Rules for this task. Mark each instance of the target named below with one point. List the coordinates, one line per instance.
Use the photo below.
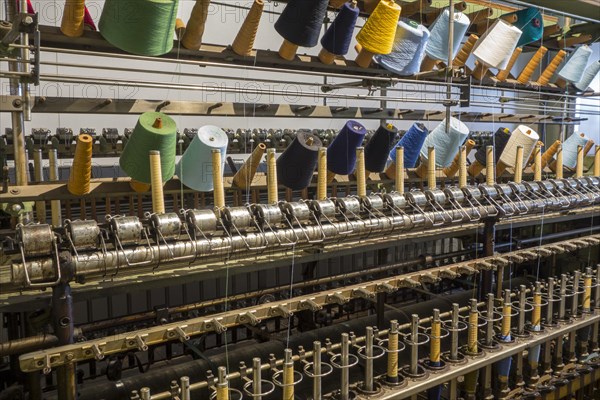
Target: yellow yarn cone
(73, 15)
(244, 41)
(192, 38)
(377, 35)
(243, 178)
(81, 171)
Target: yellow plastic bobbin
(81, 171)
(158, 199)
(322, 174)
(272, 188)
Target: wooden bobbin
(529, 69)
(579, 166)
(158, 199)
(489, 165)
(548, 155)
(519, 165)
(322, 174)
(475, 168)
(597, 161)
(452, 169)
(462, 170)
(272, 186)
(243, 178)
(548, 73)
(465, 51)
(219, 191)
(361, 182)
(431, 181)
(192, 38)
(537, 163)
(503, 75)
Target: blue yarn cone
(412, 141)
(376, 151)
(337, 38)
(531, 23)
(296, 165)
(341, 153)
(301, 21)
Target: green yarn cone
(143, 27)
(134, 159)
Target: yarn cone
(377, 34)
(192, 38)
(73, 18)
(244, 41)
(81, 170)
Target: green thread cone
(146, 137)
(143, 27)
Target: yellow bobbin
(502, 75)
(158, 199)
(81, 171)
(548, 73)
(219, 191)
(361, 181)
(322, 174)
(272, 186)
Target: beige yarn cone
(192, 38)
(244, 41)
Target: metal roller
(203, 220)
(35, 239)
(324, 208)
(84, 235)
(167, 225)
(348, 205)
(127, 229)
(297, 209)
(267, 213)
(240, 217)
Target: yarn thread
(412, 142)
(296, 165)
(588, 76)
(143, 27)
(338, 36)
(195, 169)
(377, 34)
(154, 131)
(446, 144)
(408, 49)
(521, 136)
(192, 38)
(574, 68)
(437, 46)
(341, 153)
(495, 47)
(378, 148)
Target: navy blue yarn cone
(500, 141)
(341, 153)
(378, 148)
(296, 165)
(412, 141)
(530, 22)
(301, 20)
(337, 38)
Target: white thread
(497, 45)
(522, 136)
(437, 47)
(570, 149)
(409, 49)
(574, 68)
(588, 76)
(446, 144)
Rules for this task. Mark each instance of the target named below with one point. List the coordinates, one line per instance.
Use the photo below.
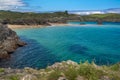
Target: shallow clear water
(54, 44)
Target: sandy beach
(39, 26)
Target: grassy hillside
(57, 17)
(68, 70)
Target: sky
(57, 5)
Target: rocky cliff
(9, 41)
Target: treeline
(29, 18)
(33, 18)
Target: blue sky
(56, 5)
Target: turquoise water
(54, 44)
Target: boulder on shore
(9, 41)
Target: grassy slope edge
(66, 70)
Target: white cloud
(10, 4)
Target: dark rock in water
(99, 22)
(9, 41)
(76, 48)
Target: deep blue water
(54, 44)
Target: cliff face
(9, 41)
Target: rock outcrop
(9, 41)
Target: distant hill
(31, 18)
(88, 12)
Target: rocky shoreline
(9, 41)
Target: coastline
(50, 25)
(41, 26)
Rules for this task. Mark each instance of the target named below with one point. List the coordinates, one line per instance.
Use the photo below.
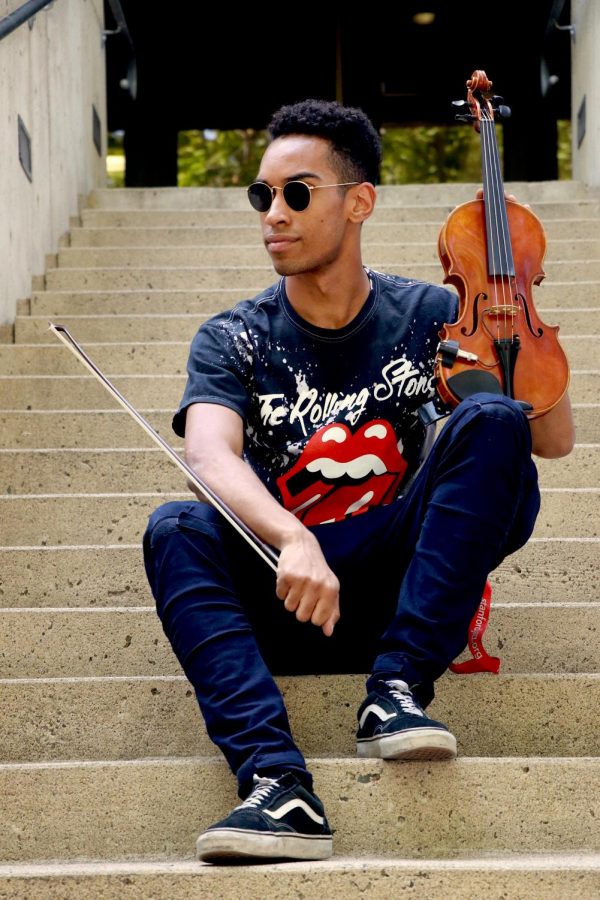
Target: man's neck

####################

§ WHAT IS NEEDED: Please render the entries as a JSON list of strings, one per line, skipping blank lines: begin at the line that has "Target: white cloud" and stop after the last line of the entries. Leave the pictures out.

§ TASK RESULT:
[
  "Target: white cloud",
  "(10, 4)",
  "Target: dark rock in water",
  "(99, 22)",
  "(9, 41)",
  "(76, 48)",
  "Target: deep blue water",
  "(54, 44)",
  "Target: cliff face",
  "(9, 41)",
  "Target: rock outcrop",
  "(9, 41)",
  "Target: distant hill",
  "(31, 18)",
  "(88, 12)",
  "Target: rocky shoreline",
  "(9, 41)",
  "Target: coastline",
  "(50, 25)",
  "(41, 26)",
  "Rules for this task. Mark each instance of the target named below with one point. List the coordinates, one line per instance.",
  "Use the photo below.",
  "Target: man's neck"
]